Description of the task>
Please copy the entries word for word, from the line holding "Task: each instance of the residential" through the line holding "[[1104, 460]]", with both of those lines included. Leave the pictures out.

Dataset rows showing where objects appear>
#####

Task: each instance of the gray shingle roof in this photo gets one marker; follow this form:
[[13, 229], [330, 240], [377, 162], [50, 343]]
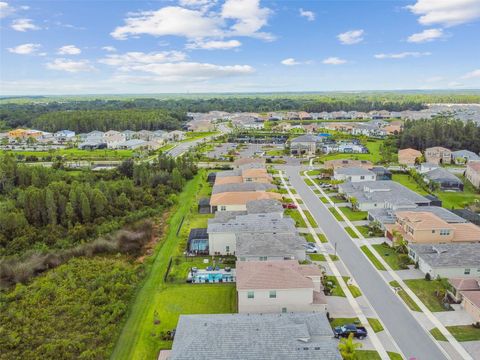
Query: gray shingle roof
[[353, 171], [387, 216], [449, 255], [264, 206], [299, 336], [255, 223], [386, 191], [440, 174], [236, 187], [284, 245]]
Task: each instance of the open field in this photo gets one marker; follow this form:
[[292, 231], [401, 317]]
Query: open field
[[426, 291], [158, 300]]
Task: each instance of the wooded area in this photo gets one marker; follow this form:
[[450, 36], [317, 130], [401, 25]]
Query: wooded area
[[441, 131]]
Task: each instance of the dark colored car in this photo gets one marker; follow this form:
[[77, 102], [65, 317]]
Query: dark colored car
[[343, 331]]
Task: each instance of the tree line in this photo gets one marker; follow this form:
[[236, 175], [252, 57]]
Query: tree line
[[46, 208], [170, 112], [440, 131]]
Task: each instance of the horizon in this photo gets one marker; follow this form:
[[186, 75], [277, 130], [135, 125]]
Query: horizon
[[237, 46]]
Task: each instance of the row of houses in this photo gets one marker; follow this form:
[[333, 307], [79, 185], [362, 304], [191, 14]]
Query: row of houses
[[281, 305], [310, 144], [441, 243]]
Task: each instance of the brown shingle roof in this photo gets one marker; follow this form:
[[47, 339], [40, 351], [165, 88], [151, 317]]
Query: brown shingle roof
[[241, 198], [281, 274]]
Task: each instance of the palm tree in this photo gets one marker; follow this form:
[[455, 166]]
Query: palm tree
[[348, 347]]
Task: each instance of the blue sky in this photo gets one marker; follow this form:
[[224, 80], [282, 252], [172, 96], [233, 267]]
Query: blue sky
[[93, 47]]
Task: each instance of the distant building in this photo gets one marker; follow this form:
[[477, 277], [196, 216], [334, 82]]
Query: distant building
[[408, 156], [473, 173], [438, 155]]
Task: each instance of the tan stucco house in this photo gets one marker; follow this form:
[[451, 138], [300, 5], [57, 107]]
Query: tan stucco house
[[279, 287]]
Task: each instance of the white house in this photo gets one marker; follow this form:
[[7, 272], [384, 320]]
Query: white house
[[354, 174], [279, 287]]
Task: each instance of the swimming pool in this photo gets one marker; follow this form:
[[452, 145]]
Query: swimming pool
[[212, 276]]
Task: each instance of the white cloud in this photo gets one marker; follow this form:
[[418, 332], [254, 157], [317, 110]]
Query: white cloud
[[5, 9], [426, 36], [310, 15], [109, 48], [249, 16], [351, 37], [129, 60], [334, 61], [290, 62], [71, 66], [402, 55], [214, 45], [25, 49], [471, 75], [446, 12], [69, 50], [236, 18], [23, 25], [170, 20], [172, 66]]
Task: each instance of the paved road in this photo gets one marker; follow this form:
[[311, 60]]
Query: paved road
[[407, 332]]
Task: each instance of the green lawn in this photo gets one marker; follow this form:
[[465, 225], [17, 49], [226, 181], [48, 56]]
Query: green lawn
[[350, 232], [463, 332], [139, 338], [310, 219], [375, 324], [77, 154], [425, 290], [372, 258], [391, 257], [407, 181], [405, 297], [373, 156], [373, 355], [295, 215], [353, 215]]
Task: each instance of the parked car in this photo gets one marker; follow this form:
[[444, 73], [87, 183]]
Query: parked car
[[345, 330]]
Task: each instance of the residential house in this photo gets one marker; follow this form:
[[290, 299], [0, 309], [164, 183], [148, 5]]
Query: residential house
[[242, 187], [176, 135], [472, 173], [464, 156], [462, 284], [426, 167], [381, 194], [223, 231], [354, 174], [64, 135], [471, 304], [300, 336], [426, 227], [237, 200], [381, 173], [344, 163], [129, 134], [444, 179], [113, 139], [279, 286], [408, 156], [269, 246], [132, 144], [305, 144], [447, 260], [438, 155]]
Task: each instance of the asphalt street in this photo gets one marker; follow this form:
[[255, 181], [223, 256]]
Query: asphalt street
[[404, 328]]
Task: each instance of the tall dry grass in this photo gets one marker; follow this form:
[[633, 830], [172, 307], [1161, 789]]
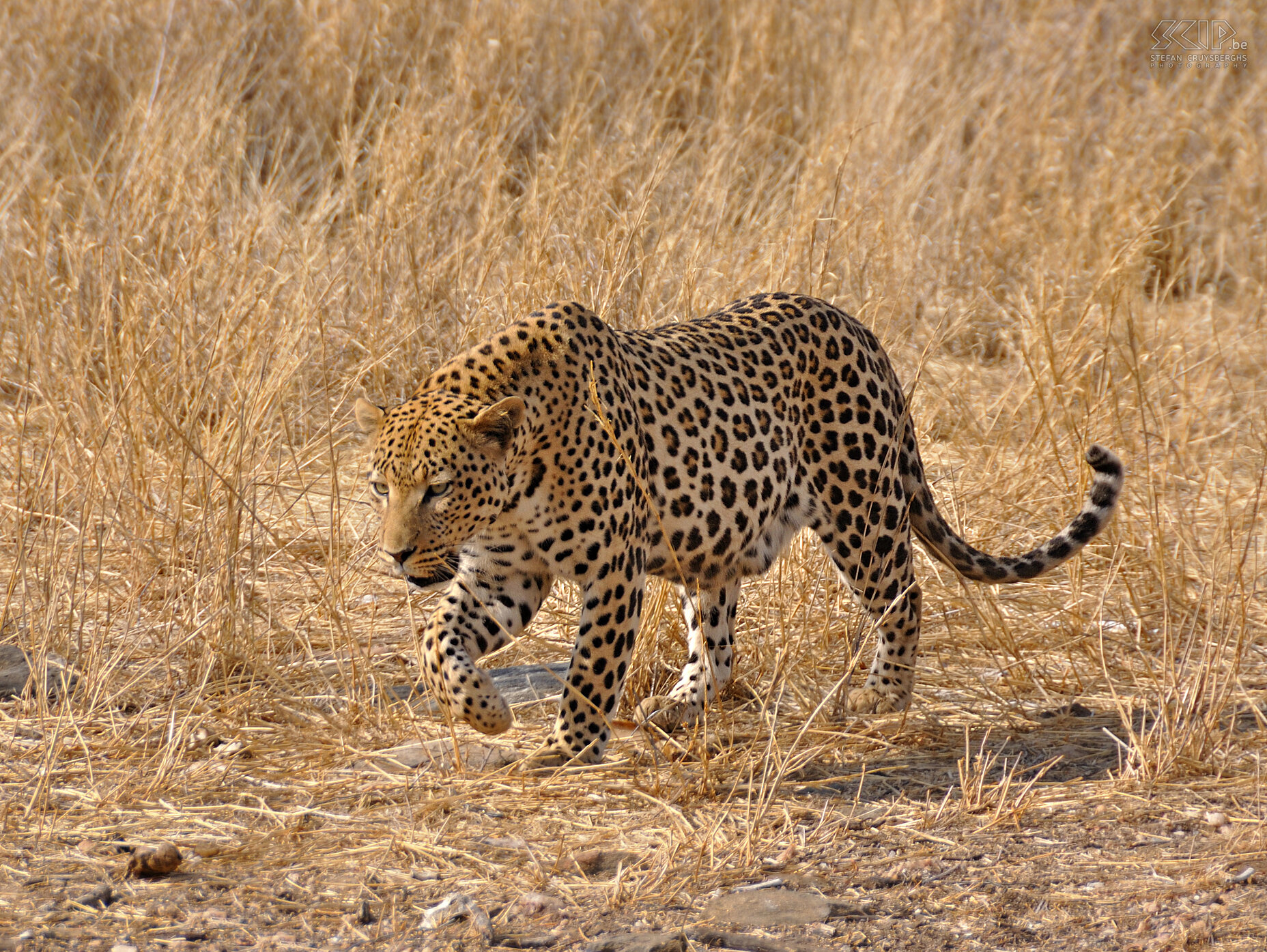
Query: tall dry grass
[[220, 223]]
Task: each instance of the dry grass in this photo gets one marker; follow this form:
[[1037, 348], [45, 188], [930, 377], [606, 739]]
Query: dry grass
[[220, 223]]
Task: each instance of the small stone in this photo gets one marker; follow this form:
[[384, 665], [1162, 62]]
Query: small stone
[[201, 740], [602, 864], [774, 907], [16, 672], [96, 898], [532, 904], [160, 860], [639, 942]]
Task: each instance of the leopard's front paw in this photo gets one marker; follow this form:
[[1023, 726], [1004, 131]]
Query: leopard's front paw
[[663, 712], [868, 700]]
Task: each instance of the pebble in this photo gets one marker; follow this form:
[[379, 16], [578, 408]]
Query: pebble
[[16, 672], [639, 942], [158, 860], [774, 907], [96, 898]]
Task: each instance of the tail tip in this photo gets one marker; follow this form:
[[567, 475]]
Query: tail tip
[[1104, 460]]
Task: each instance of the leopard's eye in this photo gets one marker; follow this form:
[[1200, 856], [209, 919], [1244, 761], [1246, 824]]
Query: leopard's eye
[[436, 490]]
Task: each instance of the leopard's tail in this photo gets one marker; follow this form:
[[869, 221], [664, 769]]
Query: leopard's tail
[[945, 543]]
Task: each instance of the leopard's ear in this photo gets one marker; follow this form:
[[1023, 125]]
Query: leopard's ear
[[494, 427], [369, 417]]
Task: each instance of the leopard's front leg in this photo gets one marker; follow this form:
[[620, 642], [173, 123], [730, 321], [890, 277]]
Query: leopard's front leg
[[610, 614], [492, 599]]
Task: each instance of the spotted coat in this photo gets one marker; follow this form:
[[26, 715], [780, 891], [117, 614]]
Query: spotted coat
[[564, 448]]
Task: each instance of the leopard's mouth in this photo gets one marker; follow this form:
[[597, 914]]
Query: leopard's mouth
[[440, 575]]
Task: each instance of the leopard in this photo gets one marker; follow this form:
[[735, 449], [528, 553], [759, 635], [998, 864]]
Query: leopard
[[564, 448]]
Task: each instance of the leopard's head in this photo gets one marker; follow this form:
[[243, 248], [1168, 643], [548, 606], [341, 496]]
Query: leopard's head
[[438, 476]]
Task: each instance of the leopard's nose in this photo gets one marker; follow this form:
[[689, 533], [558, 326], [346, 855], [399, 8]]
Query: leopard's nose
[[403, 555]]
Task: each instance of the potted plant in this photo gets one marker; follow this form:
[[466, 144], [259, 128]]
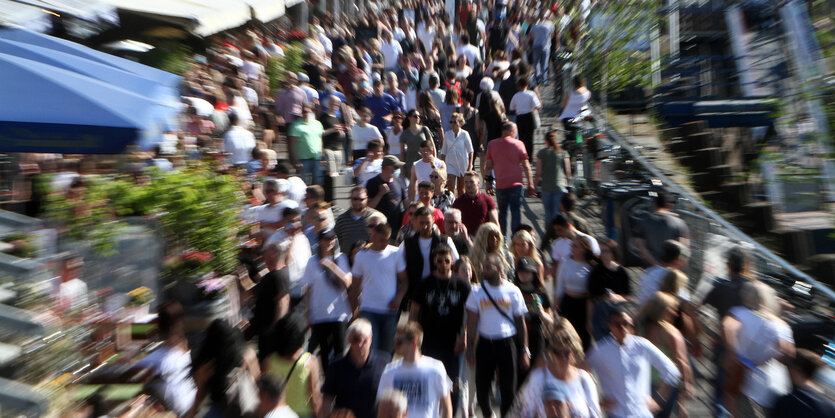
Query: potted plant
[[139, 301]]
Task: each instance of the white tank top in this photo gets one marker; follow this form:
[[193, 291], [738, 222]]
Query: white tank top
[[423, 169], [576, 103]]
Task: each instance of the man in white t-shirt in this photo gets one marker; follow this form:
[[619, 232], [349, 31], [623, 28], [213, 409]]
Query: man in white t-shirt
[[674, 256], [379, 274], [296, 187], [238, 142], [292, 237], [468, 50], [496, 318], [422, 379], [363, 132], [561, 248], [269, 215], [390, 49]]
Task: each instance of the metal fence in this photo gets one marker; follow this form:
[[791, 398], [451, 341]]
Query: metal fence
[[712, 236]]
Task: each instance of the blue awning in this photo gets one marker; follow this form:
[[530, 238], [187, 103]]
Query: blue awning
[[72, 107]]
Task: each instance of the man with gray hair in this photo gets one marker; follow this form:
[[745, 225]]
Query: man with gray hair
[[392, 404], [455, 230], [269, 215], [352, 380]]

#####

Exercise output>
Task: each instance of the residential house in this photo gets one marker; follow this form:
[[290, 299], [0, 309], [164, 183], [148, 5]]
Query: residential house
[[242, 187], [176, 135], [472, 173], [464, 156], [462, 284], [426, 167], [381, 194], [223, 231], [354, 174], [64, 135], [471, 304], [300, 336], [426, 227], [237, 200], [381, 173], [344, 163], [129, 134], [444, 179], [113, 139], [279, 286], [408, 156], [269, 246], [132, 144], [305, 144], [447, 260], [438, 155]]
Task: each instance of the asphalt street in this photo gets one marker; follow this form:
[[255, 181], [223, 256]]
Query: asphalt street
[[404, 328]]
Task: each instance of the tall dry grass in this photo gets one marker; follow this form:
[[633, 830], [172, 307], [1161, 789]]
Query: tall dry grass
[[220, 223]]
Task: each instance of the dry grass in this photo gets one marker; follow this form:
[[1037, 348], [45, 188], [930, 377], [606, 739]]
Query: dry grass
[[220, 223]]
Task: each instance of the small stone in this photo gets one marker; follow this form:
[[384, 665], [1162, 62]]
Query: small stone
[[201, 740], [602, 864], [774, 907], [16, 672], [96, 898], [532, 904], [160, 860], [639, 942]]
Task: each instance of the leopard's front paw in this photo gets one marker; follow this form:
[[1023, 726], [1004, 131]]
Query: leopard's front paw
[[663, 712], [868, 700]]
Task: each instance of the pebble in this photo gets one marker; follow this form:
[[379, 16], [578, 408]]
Query: pebble
[[16, 672], [639, 942], [158, 860], [774, 907], [96, 898]]
Task: each instance of the tail tip in this photo gets one marker; follow this form:
[[567, 475]]
Query: tail tip
[[1104, 460]]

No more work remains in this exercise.